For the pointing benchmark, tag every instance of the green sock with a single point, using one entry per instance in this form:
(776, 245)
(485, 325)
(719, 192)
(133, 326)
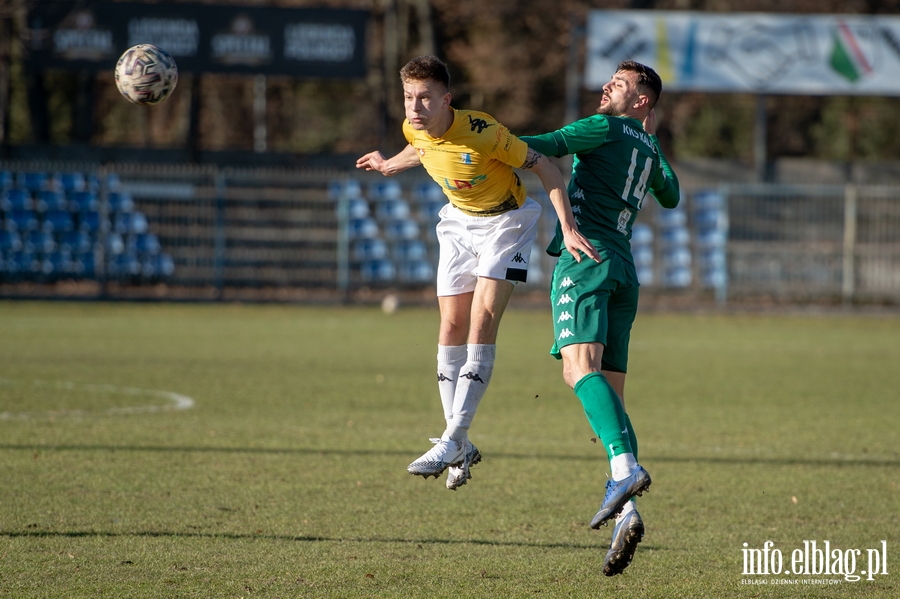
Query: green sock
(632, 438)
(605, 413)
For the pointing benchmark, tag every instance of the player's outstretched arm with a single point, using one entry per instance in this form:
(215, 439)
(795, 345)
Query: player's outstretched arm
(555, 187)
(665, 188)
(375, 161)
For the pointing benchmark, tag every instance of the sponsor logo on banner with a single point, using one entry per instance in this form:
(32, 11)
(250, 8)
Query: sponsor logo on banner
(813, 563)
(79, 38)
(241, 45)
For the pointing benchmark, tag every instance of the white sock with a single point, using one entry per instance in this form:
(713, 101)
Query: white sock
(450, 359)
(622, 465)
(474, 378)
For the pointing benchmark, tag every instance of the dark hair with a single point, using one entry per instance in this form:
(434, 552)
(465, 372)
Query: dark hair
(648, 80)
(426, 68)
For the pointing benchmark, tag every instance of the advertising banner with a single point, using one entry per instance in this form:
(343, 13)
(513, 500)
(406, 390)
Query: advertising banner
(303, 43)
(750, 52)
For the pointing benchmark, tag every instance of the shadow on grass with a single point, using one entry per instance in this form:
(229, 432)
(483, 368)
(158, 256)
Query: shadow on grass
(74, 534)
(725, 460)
==
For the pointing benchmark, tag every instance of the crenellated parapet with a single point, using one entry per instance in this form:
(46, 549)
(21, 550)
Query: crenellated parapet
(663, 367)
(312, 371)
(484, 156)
...
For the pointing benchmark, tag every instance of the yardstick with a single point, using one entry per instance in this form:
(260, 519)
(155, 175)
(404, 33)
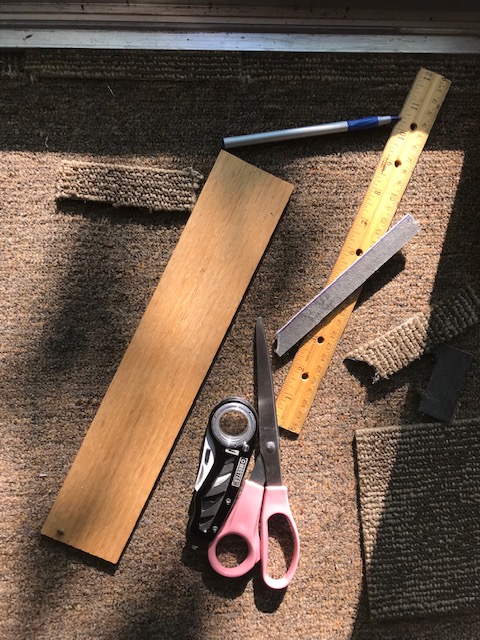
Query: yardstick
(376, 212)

[Short problem]: Please show each line of the records above that contains the word "grass". Case counts.

[Solution to the exercise]:
For the pointing benchmark, tag every instance of the shadow on grass with a single point, using one entry per instance in this form:
Query: shadow on grass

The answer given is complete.